• [JOB]:
Gather each line in the items below that contains the string "shirt", matching case exactly.

• [INPUT DATA]:
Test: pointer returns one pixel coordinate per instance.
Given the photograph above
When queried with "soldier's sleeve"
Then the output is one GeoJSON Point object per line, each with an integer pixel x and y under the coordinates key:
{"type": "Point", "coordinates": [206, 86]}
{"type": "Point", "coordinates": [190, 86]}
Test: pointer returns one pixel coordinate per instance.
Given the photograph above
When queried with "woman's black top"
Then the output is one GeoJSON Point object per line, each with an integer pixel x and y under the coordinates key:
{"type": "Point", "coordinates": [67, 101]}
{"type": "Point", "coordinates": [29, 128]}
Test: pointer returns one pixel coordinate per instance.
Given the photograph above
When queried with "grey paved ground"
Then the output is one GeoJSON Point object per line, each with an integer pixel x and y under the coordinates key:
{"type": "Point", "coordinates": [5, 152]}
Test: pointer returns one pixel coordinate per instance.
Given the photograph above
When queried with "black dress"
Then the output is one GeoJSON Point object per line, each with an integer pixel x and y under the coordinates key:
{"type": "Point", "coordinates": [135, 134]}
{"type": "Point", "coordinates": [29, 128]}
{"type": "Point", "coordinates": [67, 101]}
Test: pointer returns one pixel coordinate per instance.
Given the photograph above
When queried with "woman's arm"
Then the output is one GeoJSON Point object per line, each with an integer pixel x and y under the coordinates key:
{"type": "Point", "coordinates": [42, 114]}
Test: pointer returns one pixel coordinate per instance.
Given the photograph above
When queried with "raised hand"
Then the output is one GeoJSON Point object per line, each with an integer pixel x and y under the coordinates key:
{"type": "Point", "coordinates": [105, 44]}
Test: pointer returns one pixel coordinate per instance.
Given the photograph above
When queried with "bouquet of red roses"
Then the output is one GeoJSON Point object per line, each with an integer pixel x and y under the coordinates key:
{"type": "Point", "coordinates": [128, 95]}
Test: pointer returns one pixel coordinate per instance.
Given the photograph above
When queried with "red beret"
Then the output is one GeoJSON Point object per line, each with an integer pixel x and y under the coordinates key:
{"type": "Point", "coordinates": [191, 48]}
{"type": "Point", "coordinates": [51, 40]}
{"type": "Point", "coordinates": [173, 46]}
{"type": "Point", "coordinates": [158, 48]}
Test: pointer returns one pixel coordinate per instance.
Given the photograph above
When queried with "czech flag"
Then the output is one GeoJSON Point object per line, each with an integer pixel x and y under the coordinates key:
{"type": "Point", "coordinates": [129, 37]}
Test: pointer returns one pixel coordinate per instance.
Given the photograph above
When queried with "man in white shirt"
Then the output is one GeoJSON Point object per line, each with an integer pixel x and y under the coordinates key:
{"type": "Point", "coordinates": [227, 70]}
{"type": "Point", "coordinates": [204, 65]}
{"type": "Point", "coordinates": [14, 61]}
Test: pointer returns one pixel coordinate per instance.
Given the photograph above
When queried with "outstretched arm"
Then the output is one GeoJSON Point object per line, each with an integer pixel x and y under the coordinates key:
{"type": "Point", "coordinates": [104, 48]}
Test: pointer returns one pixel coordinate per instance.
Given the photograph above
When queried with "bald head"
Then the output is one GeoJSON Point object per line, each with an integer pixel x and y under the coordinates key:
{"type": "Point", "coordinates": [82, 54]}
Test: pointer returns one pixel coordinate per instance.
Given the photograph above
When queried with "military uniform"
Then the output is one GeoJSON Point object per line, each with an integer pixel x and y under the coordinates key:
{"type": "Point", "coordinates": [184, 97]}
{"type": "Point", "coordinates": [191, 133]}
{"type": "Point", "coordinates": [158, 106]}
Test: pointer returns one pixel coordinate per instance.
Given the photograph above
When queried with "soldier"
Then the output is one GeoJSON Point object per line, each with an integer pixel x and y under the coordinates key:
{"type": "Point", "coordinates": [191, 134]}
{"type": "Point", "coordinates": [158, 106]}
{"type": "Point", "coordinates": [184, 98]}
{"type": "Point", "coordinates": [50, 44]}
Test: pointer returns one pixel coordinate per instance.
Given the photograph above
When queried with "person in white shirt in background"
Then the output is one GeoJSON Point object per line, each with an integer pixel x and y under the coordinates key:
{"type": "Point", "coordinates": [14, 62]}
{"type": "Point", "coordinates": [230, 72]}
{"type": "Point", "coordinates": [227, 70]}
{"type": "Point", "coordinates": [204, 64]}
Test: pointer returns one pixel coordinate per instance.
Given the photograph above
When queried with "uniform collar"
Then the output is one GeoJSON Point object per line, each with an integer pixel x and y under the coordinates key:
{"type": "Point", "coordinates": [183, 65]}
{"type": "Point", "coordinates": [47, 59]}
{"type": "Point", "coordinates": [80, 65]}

• [WRITTEN REPLY]:
When queried with "man in white shirt"
When queried with "person in white shirt in background"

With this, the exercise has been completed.